The Washington Post, along with several other news outlets reported a few weeks ago that the birth rate in the US is down. It fell 1% from 2015 to 2016. Why is this news? Is it a problem?

 Apparently it is. The article says we are “in the midst of what some worry is a baby crisis.” The birth rate has been declining for years and is now at a historic low according to the Centers for Disease Control and Prevention. Some predict it will result in “economic and cultural turmoil” and that “there's a danger that we wouldn't be able to replace the aging workforce and have enough tax revenue to keep the economy stable.”

The workforce issue could be a worry if the birthrate falls and stays below the replacement level, unless robots fill some of those jobs that the aging workforce leaves. Of course, the idea of robots taking jobs is another of the worries that the news media presents as a potential crisis! But maybe it would be a good thing.

With robots doing the work, there would not be enough human workers to pay into the Social Security fund that the retirees draw from. But that is already a problem, a flaw in the design of the program rather than a crisis brought about by not enough babies. It is compounded by the inadequate savings of many older Americans, but fewer children would cost parents less and with a little more discipline the may be averted.

Then there is the fact that as economies strengthen and the standard of living improves it is natural for parents to have fewer children. Populations migrate from farm to city, and the childhood survival rate improves as healthcare improves. It happens in every country, not just here. According to the article countries that already have low birthrates are fighting this trend by putting “pro-family policies into place to try to encourage couples to have babies.”
++++
■ How to complete this task: Copy word for word everything in the birth rate passage from "The Washington Post, along" down to "it a problem?".
++++
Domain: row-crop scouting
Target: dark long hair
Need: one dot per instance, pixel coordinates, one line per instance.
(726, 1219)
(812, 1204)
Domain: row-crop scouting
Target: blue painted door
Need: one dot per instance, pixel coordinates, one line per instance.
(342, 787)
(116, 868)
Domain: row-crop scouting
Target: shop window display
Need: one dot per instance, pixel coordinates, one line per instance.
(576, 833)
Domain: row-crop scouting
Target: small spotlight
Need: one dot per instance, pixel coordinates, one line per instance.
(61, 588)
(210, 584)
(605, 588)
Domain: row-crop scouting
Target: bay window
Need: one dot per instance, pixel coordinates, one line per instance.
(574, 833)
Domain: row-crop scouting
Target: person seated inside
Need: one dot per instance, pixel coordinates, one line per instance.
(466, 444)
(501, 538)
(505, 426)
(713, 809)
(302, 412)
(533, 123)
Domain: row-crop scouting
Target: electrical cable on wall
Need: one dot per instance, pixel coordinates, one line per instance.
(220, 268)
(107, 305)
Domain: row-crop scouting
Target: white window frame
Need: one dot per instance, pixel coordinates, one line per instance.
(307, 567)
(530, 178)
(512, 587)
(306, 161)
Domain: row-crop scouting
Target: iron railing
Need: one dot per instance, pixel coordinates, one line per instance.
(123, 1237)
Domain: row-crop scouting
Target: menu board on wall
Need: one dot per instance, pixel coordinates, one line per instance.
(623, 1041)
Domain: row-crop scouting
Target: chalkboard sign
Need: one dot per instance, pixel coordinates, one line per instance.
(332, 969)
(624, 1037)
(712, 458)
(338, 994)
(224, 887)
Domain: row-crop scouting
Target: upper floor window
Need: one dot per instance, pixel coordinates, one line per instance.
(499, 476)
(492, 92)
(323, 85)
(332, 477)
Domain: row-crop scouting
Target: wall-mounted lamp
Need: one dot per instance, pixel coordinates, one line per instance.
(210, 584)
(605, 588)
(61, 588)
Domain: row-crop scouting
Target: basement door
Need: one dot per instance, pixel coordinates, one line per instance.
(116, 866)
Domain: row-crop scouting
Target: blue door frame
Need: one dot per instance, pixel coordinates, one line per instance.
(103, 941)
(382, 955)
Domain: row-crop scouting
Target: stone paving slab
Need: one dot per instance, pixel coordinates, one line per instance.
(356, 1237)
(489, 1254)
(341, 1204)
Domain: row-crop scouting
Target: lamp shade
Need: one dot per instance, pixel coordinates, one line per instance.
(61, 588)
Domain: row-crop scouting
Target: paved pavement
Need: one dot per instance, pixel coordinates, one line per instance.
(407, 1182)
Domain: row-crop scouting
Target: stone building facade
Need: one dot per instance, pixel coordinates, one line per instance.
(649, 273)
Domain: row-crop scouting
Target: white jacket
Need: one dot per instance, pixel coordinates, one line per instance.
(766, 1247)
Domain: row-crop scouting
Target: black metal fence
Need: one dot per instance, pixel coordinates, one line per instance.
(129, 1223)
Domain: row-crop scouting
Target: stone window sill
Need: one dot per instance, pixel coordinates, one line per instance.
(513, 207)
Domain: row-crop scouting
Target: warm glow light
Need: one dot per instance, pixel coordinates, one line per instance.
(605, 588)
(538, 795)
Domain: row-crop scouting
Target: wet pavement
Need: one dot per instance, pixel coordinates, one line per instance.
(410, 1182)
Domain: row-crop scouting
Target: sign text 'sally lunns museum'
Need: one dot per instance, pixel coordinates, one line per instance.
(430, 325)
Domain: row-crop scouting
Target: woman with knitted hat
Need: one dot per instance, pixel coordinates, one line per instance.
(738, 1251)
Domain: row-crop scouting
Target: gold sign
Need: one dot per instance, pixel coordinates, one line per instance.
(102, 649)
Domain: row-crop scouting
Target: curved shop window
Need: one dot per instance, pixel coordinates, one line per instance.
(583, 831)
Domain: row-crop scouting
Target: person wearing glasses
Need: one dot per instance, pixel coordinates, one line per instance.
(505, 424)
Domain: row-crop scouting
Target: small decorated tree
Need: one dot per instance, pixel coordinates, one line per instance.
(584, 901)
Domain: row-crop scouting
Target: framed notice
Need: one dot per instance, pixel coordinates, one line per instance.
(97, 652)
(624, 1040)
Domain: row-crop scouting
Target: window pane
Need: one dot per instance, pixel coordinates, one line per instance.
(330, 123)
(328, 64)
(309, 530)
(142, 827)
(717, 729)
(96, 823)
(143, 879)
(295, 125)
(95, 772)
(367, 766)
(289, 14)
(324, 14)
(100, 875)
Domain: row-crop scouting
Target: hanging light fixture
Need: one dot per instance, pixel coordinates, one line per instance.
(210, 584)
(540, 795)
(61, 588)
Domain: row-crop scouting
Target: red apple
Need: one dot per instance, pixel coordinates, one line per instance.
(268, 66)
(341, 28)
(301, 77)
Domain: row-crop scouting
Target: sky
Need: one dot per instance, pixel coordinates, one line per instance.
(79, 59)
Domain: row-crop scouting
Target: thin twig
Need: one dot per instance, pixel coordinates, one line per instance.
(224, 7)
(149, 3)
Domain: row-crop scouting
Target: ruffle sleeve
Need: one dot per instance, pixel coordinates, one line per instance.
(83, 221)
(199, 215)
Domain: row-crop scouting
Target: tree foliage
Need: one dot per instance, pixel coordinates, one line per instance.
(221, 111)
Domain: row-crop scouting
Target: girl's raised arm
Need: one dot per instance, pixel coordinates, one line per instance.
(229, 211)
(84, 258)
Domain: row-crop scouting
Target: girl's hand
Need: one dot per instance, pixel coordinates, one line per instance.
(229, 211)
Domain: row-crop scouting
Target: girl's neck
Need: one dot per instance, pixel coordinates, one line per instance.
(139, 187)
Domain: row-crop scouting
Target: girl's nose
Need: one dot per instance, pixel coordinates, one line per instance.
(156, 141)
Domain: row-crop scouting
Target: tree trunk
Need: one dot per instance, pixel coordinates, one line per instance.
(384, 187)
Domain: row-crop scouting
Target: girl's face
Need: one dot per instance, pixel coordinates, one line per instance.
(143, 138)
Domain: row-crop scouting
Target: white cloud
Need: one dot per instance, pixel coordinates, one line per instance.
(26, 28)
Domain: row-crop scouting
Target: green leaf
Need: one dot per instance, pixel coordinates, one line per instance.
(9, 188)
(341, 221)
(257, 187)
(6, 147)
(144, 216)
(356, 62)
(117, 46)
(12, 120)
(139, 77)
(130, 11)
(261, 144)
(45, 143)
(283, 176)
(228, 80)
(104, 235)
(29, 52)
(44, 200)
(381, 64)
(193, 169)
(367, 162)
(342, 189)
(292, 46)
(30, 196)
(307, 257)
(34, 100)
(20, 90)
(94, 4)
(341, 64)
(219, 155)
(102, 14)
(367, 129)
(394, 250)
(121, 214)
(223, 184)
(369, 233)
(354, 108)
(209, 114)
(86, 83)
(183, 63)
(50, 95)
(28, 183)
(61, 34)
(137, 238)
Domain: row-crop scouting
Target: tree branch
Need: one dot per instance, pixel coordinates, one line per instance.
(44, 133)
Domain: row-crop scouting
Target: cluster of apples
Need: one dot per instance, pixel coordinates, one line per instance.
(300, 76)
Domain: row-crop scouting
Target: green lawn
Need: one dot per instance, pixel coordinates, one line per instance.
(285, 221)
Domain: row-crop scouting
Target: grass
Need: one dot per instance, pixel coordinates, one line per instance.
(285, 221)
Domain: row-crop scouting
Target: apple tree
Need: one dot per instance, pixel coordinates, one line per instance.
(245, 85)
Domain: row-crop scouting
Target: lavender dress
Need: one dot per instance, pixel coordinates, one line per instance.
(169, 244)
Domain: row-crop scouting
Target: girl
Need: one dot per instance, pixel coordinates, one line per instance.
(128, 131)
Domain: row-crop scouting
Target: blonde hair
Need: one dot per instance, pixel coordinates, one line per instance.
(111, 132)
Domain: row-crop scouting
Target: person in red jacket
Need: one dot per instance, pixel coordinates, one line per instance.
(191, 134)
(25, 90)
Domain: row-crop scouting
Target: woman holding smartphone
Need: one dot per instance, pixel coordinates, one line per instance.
++++
■ Answer box:
The Washington Post, along with several other news outlets reported a few weeks ago that the birth rate in the US is down. It fell 1% from 2015 to 2016. Why is this news? Is it a problem?